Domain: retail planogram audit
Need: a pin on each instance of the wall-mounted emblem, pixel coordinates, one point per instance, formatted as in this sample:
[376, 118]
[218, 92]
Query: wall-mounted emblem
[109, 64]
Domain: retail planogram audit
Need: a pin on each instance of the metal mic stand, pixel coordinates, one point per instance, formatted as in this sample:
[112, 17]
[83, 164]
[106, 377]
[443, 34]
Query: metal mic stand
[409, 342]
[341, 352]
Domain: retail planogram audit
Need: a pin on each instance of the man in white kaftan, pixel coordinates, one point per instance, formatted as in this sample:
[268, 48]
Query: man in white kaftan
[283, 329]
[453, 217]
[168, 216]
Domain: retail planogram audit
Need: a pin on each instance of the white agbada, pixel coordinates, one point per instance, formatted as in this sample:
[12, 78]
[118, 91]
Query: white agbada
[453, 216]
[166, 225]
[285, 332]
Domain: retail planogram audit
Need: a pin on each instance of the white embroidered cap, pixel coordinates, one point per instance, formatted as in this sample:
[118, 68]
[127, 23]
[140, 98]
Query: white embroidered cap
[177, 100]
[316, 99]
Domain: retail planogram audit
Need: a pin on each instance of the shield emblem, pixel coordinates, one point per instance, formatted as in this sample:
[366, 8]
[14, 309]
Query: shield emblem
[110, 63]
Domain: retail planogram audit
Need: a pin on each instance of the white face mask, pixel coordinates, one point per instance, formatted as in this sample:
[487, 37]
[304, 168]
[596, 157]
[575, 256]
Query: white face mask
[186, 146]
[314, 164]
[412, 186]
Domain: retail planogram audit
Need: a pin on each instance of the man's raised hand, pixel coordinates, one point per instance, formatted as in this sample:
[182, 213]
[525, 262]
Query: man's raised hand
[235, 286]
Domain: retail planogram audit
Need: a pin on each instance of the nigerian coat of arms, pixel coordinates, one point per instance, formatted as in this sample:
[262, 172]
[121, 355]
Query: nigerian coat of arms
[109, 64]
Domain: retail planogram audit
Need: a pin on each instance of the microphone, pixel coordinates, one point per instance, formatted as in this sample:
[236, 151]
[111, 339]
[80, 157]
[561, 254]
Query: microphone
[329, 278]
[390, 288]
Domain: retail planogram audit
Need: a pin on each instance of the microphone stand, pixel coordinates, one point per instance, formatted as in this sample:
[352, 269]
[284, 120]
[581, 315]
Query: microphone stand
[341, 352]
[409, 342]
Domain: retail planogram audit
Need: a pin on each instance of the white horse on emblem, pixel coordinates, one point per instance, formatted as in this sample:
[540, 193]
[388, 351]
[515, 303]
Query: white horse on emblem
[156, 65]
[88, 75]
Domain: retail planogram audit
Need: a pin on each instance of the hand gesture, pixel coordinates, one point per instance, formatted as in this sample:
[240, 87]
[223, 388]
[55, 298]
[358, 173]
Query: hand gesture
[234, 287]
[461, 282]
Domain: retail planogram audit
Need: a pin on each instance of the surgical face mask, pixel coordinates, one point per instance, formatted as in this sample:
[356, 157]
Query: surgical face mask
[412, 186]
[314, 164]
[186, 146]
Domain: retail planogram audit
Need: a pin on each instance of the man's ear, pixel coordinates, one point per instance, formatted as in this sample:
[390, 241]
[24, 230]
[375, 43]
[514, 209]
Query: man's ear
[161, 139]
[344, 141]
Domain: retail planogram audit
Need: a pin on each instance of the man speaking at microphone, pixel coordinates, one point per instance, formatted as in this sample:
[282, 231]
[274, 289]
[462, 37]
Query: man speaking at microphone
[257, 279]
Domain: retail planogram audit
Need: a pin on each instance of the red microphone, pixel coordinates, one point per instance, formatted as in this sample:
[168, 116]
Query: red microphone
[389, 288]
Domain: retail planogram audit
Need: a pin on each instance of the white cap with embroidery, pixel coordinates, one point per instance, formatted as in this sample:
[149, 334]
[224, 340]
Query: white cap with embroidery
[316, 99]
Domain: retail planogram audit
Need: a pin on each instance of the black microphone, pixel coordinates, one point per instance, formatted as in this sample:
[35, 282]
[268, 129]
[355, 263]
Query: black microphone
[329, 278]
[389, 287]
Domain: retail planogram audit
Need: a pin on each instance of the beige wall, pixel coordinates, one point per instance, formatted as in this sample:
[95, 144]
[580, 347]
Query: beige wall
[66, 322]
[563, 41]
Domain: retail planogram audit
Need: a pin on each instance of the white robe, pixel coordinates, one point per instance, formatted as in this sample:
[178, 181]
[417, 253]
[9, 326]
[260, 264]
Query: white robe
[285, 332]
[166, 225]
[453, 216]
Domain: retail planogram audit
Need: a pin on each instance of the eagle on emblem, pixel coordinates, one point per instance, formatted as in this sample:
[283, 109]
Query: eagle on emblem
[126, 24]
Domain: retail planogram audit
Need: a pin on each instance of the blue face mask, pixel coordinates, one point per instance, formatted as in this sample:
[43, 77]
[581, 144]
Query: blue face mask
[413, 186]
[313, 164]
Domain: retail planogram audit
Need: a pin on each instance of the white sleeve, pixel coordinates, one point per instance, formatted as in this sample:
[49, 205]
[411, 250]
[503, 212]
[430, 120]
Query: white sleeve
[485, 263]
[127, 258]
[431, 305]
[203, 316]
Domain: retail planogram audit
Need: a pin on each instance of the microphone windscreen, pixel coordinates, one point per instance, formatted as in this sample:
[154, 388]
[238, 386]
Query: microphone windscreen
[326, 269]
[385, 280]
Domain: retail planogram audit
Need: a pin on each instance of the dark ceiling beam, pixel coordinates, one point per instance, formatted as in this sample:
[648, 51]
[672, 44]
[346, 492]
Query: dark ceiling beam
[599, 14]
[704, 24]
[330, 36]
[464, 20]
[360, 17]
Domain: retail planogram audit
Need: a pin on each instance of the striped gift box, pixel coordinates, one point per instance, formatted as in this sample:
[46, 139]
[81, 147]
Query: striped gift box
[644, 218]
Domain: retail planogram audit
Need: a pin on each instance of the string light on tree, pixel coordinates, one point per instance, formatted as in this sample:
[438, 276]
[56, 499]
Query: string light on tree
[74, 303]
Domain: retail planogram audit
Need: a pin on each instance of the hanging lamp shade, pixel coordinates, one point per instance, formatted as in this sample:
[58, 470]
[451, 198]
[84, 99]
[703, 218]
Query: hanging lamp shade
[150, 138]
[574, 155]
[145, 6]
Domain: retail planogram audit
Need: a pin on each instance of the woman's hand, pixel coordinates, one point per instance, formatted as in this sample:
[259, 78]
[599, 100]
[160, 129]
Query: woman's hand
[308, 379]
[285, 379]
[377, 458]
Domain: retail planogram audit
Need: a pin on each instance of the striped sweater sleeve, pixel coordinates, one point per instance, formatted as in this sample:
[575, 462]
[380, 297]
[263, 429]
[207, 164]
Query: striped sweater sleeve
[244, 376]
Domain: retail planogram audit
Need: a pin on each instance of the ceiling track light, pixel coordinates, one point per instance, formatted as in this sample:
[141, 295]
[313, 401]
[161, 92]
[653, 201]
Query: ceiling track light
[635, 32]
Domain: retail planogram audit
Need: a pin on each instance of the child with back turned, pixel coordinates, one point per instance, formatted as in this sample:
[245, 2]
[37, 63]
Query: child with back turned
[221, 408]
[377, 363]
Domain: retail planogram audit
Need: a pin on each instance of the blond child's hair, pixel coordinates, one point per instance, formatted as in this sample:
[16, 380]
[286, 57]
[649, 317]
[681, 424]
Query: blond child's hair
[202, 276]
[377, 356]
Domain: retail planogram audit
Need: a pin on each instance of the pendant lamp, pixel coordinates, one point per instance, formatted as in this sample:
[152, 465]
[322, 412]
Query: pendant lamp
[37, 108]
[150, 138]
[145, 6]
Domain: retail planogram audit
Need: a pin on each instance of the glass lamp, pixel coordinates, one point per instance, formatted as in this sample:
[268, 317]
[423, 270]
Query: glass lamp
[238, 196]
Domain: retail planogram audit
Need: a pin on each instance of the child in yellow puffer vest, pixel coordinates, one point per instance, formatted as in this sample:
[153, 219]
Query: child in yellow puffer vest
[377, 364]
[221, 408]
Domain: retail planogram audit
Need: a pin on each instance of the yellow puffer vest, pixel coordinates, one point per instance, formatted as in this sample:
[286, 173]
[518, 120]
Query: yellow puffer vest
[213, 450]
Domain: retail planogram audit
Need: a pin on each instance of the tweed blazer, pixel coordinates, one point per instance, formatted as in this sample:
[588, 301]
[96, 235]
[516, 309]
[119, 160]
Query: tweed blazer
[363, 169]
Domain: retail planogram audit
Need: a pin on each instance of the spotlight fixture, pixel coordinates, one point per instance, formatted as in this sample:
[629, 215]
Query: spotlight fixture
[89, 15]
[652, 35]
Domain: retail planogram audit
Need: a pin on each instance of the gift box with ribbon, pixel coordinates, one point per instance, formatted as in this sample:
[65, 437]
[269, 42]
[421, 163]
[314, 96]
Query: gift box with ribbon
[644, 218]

* [Problem description]
How many lines of the material above contain the word "glass"? Reply with the number alone.

* [Output of the task]
2